Referring expression pointing data:
• • • • • • •
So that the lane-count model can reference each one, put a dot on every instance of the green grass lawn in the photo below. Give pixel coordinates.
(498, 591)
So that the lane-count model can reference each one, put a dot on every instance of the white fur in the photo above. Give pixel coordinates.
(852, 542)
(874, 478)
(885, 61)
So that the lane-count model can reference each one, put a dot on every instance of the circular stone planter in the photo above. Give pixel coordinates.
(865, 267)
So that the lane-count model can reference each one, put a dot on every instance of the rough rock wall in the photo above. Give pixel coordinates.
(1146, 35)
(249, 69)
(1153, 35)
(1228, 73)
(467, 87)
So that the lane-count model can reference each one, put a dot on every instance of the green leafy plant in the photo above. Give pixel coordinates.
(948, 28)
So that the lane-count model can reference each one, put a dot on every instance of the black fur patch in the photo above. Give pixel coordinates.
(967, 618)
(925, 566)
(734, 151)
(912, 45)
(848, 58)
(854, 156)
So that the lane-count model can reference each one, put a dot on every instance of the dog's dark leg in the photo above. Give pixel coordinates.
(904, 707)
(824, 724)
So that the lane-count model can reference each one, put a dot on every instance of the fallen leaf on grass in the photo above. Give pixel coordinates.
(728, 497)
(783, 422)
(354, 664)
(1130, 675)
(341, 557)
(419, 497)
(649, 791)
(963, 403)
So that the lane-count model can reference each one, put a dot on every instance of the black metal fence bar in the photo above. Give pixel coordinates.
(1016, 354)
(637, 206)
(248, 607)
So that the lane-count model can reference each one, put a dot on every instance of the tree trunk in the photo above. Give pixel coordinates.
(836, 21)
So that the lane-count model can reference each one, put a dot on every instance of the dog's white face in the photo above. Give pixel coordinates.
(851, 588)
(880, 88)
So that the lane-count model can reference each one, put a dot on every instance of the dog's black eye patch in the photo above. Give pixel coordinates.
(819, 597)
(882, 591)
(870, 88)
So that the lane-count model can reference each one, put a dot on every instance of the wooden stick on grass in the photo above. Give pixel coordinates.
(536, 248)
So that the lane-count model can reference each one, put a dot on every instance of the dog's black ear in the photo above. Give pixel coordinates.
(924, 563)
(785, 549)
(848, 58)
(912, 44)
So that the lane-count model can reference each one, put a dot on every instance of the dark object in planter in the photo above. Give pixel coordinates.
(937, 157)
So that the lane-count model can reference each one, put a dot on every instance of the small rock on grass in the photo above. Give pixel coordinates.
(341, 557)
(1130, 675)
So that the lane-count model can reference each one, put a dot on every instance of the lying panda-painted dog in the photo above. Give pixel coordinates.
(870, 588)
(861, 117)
• • • • • • •
• _Task instructions_: Each entry above is to be repeated exactly as it appears.

• _Answer for the task_:
So that the lane-count model can reference each one, put a dot on every instance of the green grass lawn in the photo below. Give pixel coordinates.
(498, 591)
So that the lane-count model can reference each one, put a dot on every instance of the white fur in the photo above. Give pixel coordinates.
(852, 542)
(874, 478)
(885, 61)
So that the lane-count model can reference each one, put a dot on every instance of the circular stone planter in the photo above. Give pixel coordinates.
(865, 267)
So that the lane-count model can reference each one, put a dot on every instance of the rough rock wall in the photo above. Give pixel coordinates.
(1146, 35)
(249, 69)
(1153, 35)
(1228, 73)
(467, 87)
So that the lane-count model can reference each one, put a dot on every instance of the green leafy plant in the photo above. Give pixel coordinates.
(948, 28)
So that the lane-count model can reference each one, put a dot on every instance of the black fur patch in the photo above. Give pixel coordinates.
(967, 618)
(925, 566)
(734, 151)
(912, 45)
(848, 58)
(854, 156)
So that the lane-count model can reference each one, put a dot on every instance of the dog's dark leg in the photo above. Give pixel coordinates.
(904, 707)
(824, 724)
So that the lane-count model can reference each one, put a dot on every instance of the fallen leaf on grass in the photo above. Give pixel coordinates.
(728, 497)
(783, 422)
(354, 664)
(1130, 675)
(341, 557)
(419, 497)
(649, 791)
(963, 403)
So that the lane-count model can reference each one, put a dot on every instance of the black metal fence bar in the photo above. Give pixel coordinates.
(1016, 354)
(637, 206)
(248, 607)
So that the lane-count model can reference each one, put a dot on every instance of the tree trunk in the photo above. Give pixel coordinates.
(836, 21)
So that the lane-count model can reference each one, put a dot on every instance of the dog's white face in the photo above. Give pixel coordinates.
(851, 588)
(880, 88)
So that the lane-count model can reference each one, put a dot on every instance of the dog's black eye patch in the photo above. Give pixel coordinates.
(819, 597)
(882, 591)
(870, 88)
So that the lane-count model can reference each one, put a dot on every instance of the wooden stick on grass in the photo above. Give pixel coordinates.
(536, 248)
So that the lane-count model can reference each one, put a dot on every instance of the dog's black ear in the photo above. Give pixel coordinates.
(924, 563)
(785, 549)
(848, 58)
(912, 44)
So that the lane-count model can reference each one, put a dot on every instance of the dark object in planter in the photo above. Give pixel coordinates.
(937, 157)
So that the lane-count model can reference each one, put a dot on every instance of the small rock on grass in the photo above. Give pixel coordinates.
(341, 557)
(1130, 675)
So that the lane-count model can reference each one, put a dot on every instance of the lying panda-painted dog in the photo above. Give pixel coordinates.
(870, 588)
(861, 117)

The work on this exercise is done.